• [INSTRUCTIONS TO FOLLOW]
In the data below, find the line containing "Target: blue sky"; reproduce that line and all subsequent lines exactly, and nothing else.

• [DATA FOR PROCESSING]

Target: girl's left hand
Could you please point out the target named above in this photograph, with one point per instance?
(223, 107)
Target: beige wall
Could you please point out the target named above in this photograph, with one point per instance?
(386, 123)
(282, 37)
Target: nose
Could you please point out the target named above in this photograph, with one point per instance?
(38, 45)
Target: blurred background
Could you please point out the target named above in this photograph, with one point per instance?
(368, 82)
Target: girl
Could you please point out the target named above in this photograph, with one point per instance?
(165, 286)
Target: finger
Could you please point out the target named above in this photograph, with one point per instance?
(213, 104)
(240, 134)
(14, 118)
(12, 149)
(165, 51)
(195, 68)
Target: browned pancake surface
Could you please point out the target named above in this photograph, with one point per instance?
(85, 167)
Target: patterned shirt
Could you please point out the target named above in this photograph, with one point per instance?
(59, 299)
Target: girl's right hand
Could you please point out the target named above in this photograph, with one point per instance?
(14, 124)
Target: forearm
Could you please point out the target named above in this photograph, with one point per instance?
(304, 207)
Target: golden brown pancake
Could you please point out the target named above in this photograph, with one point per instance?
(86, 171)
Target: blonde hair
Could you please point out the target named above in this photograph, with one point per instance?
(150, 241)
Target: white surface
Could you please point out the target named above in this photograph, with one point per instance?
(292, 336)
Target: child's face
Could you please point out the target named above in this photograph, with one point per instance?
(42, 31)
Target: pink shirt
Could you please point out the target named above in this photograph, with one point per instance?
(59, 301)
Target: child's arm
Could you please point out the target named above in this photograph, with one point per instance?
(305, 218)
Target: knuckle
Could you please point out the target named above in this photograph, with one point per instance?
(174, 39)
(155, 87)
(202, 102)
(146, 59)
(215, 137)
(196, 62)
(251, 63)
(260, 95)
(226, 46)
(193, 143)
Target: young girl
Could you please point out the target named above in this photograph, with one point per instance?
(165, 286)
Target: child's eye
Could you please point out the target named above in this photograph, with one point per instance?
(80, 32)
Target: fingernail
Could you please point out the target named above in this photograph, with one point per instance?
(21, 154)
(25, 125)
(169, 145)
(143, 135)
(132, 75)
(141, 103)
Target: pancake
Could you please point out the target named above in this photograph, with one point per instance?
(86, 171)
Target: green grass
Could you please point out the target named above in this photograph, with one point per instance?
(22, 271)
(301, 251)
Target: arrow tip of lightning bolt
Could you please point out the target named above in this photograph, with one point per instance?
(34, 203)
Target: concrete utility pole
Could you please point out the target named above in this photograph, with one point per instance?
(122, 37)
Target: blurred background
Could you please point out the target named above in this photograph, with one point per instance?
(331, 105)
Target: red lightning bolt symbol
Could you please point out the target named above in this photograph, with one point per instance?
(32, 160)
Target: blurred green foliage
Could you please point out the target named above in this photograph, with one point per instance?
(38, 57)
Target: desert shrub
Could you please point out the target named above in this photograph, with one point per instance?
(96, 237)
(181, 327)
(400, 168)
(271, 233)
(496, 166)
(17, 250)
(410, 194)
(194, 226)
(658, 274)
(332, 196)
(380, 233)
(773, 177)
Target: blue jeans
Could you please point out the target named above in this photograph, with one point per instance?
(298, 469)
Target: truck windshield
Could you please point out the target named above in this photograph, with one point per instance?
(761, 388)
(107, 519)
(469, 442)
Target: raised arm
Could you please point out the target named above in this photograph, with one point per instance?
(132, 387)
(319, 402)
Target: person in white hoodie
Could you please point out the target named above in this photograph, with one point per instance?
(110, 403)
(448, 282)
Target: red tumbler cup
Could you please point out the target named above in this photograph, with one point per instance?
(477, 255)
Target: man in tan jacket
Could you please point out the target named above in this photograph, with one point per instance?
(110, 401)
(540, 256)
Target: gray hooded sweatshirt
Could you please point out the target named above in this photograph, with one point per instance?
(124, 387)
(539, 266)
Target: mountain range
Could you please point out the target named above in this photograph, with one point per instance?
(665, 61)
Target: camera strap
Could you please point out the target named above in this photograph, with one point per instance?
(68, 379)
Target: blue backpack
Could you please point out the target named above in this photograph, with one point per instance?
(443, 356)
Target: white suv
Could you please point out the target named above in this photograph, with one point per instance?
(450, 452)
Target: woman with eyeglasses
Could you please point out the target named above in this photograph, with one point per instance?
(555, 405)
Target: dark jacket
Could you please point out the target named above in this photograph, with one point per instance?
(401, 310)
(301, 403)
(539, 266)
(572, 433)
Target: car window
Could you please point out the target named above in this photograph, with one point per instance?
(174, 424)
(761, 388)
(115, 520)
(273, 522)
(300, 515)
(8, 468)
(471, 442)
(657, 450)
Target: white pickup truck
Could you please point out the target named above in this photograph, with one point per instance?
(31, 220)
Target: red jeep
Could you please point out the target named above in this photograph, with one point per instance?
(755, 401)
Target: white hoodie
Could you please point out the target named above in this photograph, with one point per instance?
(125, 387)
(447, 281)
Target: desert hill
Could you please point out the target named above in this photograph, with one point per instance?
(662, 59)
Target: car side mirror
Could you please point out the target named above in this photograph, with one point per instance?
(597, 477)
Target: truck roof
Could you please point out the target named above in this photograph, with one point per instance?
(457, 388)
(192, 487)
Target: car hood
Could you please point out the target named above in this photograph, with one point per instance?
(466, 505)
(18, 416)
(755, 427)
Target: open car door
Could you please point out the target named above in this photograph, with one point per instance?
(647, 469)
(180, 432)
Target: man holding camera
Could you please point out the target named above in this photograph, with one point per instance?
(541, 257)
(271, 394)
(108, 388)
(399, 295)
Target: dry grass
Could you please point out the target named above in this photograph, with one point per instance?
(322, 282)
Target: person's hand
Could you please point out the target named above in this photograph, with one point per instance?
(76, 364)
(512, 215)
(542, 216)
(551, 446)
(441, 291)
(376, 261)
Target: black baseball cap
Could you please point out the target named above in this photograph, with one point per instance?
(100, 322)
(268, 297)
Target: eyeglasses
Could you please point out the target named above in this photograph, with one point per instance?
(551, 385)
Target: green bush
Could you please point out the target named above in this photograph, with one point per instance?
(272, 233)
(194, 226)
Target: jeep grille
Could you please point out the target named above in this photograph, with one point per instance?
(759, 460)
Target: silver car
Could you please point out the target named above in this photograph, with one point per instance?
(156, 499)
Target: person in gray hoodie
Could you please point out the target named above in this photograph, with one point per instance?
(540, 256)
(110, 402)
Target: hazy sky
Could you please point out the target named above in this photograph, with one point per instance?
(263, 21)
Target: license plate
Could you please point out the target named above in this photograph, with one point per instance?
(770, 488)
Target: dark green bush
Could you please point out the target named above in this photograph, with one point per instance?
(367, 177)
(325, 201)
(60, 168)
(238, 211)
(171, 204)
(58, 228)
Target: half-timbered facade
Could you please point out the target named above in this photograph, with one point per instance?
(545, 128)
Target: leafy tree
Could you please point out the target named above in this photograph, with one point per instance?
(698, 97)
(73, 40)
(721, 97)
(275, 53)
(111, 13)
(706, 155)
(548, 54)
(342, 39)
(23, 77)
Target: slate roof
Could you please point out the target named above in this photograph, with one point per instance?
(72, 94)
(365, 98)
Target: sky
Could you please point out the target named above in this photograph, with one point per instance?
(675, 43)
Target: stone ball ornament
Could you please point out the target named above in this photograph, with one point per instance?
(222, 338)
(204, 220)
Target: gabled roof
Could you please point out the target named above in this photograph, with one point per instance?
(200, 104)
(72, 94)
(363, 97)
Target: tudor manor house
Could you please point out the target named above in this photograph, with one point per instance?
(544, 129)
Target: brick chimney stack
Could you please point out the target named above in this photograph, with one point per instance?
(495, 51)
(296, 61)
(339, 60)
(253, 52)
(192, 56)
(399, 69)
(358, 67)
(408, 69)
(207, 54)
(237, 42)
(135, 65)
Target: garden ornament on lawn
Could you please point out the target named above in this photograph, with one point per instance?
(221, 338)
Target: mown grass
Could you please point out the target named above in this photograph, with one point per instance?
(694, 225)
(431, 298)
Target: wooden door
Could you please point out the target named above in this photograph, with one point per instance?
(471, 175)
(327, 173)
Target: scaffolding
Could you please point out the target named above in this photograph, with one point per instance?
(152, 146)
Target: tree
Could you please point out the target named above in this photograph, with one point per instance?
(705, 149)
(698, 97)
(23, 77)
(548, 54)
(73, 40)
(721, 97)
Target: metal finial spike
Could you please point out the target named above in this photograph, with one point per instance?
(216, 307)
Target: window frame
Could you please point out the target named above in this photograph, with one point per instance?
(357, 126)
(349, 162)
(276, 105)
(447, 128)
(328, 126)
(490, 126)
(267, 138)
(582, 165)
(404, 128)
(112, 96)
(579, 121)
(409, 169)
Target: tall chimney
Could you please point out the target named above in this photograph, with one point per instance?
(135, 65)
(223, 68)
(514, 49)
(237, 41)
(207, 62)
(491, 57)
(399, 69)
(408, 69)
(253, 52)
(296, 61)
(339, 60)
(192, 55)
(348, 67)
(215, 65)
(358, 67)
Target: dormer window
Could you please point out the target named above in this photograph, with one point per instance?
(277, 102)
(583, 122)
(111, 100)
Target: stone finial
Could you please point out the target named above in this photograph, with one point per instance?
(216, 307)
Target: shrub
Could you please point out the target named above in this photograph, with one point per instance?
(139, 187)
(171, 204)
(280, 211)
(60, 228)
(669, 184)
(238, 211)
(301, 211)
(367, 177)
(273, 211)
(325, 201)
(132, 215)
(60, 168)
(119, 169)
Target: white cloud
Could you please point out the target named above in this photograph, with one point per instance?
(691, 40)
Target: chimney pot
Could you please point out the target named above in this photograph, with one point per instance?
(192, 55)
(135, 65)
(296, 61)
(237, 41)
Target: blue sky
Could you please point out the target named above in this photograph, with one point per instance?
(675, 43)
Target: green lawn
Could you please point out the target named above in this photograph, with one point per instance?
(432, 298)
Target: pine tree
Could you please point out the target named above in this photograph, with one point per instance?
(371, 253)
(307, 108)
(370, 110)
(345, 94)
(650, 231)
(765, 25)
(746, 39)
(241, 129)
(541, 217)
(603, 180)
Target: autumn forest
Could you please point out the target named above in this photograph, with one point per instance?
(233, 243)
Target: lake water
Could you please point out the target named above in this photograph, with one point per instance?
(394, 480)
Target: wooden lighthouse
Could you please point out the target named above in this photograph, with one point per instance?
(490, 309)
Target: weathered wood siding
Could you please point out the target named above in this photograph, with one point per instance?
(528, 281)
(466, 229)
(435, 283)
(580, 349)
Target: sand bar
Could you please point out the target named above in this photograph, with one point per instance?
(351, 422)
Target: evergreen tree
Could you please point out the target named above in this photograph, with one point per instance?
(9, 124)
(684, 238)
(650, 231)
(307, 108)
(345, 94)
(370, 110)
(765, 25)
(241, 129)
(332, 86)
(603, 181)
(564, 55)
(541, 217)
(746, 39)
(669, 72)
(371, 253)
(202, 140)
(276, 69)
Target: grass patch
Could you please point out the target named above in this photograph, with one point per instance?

• [SOLUTION FOR THIS TASK]
Target: blue sky
Could you please point out the target named above in this photograph, with one point per instance?
(675, 43)
Target: green lawn
Could you please point out the target named above in this photograph, with one point per instance?
(432, 298)
Target: pine tree
Could you please point out the target named above in this photograph, with one point per instance?
(371, 253)
(307, 108)
(370, 110)
(345, 94)
(650, 231)
(765, 25)
(746, 39)
(241, 129)
(541, 217)
(603, 180)
Target: autumn forest
Could you please point out the target named above in this photograph, with one point per instance?
(233, 243)
Target: lake water
Could you please point out the target named above in this photograph, with one point per instance?
(394, 480)
Target: wooden lighthouse
Could you please point out the target named above in this photograph, with one point per instance?
(490, 309)
Target: weathered wood siding
Could you please point out the target named above in this photograph, with one point per instance?
(528, 281)
(466, 229)
(435, 283)
(580, 349)
Target: sand bar
Could you please point out the target named above in this photograph, with one point per instance?
(351, 422)
Target: evergreen tree
Could you please point out the target named above in this photograph, with one point per instance?
(9, 124)
(684, 238)
(650, 231)
(307, 108)
(345, 94)
(370, 110)
(765, 25)
(241, 129)
(332, 86)
(603, 181)
(564, 55)
(541, 217)
(746, 39)
(669, 72)
(371, 253)
(202, 140)
(276, 69)
Target: grass patch
Could you please point out the target named above in this photograph, with one point per instance?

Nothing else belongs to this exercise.